What you are asked to do
The answer must repeat each line of the material exactly.

Exercise materials: Begin

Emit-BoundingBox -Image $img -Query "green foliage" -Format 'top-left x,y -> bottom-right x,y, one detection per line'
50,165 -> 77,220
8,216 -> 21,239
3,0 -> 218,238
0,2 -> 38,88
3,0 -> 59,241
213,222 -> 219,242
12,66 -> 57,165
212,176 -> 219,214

Exercise materials: End

Solution to this task
Emit-BoundingBox -Image $img -Query "green foliage" -Format 'top-left x,y -> bottom-right x,y, one detection per line'
50,165 -> 77,220
8,216 -> 21,239
3,0 -> 218,238
0,2 -> 38,88
3,0 -> 59,241
213,222 -> 219,242
12,66 -> 57,165
212,176 -> 219,214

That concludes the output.